**PASSAGE TO READ**.
☆ ☆ ☆

Rachel: Also, too, look at the impact you get to have in the world, because most things, especially things like getting into Harvard, that’s not made for us.  We’re making it work for us, do you know what I’m saying? It’s not created for us, so to create a business or space – when I was pitching myself to these agents, I told them, name a business book that’s popular written by a woman of color. Name a business book that’s popular written by a black woman. There ain’t one. So if you are a woman of color listening at this time, this is your time. Stop fucking around and put yourself out there because, just like you said, the fact that you are a black woman teaching what you teach, building this super successful business, that is interesting because it’s not what’s commonly seen. What’s commonly seen – and it’s not that we’re not out here doing it, it’s just that every 30 under 30 or 40 under 40 or whatever stupid ass list they come up with, it’s always white guys and one white woman and, like, an Asian guy.

Kaneisha: Rachel, do not get me started on those lists.

Rachel: Those lists are such bullshit because I know all these badass women out here slaying and they look us over, you know. I’ve applied for some of these lists and I’m like, I know this mo-fo and he don’t make nowhere near as much money as me, but you got him on your list, fuck you and fuck the rest.

Kaneisha: I know, people like us do not go to graduate school and – we like a cookie. I made a million dollars, I want a cookie and I want a certificate and I want to walk across the stage and get my certificate and I want to take a picture in front of the step and repeat. And it’s painful. It’s painful to be overlooked, but that’s also why it’s so important to love the ones who love you. And that’s not about being separatist or nationalist or anything like that. It’s about stop begging people to give you permission to exist.

Rachel: yes, please, yes, 100%.

Kaneisha: People ask me, Kaneisha, how did you get the courage to start your business? Because I had to look at myself in the mirror every day. Can you imagine if I had just contorted myself, turned down the volume, straightened my hair, like whatever you’ve got to do to fit in, for my $130,000?

Rachel: I know, can you imagine? Listen, I was on the same path and I was like, I can’t do it. I will start this practice and be a lawyer on my own or I will not be a lawyer because I had three different job offers for law firms and I was like, no, because I literally – I know exactly what’s going to happen is I’m going to kick a file, one of those standing things, I’m going to kick that shit over, I’m going to curse all of y’all out and hurt your feelings and you’re going to be thinking about what I said to you for the next 10 years because it’s going to be vicious. And then I’m going to walk out the door and I’ll be like, how do I pay these student loans? I knew it, because I can’t have you disrespecting me and I have a thing about old white men telling me what the fuck to do. No, I don’t want that. So I was like, I’m going to start my own shit and either it’s going to work or I’m going to find something else to do, that’s it.

☆ ☆ ☆

**RECORD EXTRACTS**.
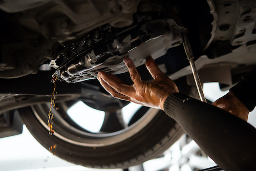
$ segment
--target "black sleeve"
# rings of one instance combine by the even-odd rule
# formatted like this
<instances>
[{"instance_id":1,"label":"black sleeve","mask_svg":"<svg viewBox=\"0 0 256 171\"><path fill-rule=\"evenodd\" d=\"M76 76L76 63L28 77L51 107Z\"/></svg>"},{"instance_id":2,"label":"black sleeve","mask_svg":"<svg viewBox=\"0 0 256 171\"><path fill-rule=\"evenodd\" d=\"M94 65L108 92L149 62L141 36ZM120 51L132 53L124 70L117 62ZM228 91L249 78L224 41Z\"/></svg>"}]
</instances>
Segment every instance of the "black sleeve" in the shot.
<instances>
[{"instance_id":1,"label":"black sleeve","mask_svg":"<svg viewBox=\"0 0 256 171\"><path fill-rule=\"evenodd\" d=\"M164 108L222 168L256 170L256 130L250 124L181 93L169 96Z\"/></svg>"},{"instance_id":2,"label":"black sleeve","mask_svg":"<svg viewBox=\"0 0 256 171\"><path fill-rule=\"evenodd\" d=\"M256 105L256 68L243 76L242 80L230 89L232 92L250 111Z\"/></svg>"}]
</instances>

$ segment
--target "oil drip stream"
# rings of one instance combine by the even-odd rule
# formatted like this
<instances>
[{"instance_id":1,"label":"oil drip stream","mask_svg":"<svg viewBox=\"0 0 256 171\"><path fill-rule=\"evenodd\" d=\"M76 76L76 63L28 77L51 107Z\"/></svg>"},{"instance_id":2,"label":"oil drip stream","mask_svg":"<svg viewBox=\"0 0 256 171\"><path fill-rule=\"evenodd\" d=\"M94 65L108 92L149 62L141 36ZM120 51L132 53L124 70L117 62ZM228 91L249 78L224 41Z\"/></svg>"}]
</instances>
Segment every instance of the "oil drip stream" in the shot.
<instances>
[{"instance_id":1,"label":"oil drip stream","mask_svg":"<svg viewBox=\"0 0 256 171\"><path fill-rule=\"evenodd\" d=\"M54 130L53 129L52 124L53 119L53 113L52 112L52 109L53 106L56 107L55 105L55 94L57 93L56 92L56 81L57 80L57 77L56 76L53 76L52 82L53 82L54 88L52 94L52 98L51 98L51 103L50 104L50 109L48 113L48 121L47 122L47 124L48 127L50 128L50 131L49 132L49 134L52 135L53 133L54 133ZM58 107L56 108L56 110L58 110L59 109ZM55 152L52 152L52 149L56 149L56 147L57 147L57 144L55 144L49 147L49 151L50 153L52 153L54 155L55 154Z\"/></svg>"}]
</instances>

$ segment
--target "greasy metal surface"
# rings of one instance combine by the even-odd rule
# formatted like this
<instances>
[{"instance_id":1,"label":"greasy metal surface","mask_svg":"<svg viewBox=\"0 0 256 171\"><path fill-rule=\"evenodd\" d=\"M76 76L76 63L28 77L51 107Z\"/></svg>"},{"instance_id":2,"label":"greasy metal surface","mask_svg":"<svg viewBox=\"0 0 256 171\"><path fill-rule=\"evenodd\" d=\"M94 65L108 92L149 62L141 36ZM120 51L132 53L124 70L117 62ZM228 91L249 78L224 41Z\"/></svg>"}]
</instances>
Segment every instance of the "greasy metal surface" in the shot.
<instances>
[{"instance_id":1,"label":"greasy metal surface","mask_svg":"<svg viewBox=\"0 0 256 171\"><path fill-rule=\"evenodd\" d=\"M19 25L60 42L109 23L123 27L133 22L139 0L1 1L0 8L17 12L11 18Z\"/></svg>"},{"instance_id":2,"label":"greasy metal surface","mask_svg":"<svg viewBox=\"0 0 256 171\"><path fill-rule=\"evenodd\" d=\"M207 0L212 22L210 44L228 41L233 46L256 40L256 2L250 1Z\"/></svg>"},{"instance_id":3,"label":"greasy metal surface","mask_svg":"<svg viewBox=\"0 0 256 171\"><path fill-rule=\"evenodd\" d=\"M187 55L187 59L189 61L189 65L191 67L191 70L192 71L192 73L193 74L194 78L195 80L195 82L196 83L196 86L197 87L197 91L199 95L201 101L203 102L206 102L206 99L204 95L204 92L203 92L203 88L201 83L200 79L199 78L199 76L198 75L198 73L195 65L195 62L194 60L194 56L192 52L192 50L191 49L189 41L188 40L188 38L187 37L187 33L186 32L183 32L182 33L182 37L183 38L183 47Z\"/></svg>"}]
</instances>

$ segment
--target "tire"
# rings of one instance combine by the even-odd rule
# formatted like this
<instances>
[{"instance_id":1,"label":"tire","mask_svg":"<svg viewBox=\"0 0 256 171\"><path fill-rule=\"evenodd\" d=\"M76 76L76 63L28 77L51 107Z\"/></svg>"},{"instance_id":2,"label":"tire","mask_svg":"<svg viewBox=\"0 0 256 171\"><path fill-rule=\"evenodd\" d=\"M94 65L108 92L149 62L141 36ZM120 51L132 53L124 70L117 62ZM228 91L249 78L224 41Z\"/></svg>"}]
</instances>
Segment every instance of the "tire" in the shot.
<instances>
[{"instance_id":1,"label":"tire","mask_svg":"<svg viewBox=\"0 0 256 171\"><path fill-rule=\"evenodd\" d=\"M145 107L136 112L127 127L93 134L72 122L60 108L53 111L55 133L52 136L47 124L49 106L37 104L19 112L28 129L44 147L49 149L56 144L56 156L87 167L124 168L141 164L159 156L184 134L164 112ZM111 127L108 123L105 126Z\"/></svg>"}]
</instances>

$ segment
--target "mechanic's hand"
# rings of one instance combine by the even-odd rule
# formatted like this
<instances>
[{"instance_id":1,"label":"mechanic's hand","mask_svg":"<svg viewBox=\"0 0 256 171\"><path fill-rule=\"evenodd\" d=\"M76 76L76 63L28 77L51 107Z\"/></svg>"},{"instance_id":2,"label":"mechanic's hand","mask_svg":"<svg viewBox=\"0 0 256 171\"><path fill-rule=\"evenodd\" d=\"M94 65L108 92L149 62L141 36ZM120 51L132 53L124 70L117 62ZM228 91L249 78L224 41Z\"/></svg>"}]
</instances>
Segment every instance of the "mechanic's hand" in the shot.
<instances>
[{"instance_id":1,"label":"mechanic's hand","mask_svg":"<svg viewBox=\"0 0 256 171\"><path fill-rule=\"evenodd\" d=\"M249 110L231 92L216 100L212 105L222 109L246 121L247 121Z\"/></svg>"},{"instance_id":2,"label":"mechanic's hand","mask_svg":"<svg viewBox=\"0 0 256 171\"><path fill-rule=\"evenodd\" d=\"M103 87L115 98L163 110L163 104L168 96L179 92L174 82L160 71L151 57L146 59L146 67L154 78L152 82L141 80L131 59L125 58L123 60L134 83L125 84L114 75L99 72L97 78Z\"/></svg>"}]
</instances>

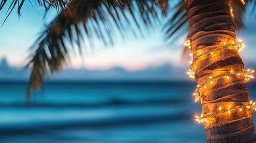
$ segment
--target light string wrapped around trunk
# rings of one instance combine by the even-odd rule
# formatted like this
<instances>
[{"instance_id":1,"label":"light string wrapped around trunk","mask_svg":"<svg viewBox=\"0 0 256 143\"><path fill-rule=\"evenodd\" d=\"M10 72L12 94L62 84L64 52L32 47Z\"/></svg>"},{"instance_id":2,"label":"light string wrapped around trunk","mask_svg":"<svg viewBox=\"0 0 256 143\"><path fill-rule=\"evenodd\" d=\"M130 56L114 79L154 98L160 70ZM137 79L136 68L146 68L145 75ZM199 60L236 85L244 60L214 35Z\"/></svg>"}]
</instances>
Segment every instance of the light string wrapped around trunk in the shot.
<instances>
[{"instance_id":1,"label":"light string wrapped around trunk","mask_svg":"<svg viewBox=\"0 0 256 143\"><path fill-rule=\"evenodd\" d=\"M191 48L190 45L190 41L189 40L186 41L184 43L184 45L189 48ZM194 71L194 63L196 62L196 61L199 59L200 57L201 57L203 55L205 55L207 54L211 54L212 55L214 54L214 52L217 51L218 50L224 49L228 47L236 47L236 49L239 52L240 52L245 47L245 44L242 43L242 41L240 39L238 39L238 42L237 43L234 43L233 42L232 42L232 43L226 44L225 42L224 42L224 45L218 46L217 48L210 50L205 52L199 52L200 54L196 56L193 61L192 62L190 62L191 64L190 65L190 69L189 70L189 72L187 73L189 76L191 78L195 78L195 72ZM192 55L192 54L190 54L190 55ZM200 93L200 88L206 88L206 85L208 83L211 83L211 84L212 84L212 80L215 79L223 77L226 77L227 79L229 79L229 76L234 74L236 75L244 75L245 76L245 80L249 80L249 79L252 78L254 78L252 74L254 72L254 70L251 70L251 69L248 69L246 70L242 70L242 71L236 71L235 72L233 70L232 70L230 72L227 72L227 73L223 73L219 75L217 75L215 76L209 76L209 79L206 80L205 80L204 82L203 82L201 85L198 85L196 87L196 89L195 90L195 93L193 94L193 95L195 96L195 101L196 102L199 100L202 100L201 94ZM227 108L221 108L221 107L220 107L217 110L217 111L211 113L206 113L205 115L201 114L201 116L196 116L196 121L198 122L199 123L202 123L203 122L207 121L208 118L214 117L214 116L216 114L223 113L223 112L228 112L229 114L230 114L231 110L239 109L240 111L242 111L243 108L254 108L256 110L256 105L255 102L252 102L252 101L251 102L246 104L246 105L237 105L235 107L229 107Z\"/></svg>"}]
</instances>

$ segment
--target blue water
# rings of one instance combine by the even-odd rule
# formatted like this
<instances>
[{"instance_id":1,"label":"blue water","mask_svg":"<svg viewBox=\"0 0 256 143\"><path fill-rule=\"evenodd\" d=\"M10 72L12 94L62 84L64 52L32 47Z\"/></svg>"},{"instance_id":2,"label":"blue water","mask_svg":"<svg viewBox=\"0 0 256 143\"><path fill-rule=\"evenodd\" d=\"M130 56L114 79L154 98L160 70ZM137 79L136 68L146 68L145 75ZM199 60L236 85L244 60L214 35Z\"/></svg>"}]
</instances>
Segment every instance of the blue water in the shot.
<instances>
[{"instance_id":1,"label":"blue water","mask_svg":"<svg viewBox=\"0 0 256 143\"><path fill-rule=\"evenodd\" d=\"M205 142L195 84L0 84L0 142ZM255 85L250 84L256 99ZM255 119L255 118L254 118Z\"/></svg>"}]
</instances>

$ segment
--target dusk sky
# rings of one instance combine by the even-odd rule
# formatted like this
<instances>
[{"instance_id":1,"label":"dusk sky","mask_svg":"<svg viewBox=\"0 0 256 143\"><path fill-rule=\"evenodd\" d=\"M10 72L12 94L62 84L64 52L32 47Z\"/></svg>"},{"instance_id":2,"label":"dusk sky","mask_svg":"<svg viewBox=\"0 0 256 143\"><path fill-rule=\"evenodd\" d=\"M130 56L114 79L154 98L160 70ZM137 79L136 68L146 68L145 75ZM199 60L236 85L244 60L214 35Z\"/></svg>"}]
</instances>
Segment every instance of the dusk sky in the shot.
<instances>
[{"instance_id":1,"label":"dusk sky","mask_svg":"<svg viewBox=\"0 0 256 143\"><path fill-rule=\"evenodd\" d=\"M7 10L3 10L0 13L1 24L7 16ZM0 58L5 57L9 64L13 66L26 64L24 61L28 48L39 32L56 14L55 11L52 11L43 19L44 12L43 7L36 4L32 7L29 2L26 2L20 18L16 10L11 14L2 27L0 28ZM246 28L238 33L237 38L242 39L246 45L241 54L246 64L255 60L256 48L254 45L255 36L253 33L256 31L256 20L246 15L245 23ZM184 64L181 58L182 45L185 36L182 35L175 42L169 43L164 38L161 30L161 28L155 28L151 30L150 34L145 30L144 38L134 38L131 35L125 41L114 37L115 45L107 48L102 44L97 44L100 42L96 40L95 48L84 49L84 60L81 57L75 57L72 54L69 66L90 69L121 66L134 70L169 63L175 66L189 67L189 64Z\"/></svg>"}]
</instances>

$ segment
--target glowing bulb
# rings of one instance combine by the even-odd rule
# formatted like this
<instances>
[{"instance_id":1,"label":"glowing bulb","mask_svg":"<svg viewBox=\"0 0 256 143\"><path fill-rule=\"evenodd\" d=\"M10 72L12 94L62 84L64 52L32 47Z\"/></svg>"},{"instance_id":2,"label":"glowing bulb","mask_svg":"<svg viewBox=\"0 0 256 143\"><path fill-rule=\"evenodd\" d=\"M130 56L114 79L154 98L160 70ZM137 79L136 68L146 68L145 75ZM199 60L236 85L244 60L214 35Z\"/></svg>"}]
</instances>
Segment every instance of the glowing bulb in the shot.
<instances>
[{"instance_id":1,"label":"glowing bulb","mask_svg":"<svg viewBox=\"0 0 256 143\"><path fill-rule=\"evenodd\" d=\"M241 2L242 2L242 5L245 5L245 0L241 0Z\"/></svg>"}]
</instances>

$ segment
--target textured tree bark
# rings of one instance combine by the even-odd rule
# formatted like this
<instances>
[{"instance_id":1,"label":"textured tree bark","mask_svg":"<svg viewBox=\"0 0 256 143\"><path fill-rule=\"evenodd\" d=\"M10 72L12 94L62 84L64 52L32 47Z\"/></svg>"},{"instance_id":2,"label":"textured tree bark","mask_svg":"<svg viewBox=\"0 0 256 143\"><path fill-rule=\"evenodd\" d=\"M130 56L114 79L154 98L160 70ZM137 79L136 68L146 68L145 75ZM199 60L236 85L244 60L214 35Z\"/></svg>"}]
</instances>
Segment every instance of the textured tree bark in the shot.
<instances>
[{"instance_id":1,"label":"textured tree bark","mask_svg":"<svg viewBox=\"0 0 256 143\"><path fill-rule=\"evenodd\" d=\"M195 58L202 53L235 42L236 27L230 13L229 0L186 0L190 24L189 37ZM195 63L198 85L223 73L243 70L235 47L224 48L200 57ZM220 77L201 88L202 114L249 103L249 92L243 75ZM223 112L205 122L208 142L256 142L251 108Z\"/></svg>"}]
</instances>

☆ ☆ ☆

**WHAT YOU NEED TO DO**.
1. From the conversation about starting a business, render this sentence in Spanish: "It’s painful to be overlooked, but that’s also why it’s so important to love the ones who love you."
2. Tally the lines in the entries that contain the string "shot", and reply with the number only.

**RESPONSES**.
1. Es doloroso que te pasen por alto, pero por eso también es tan importante amar a quienes te aman.

2. 10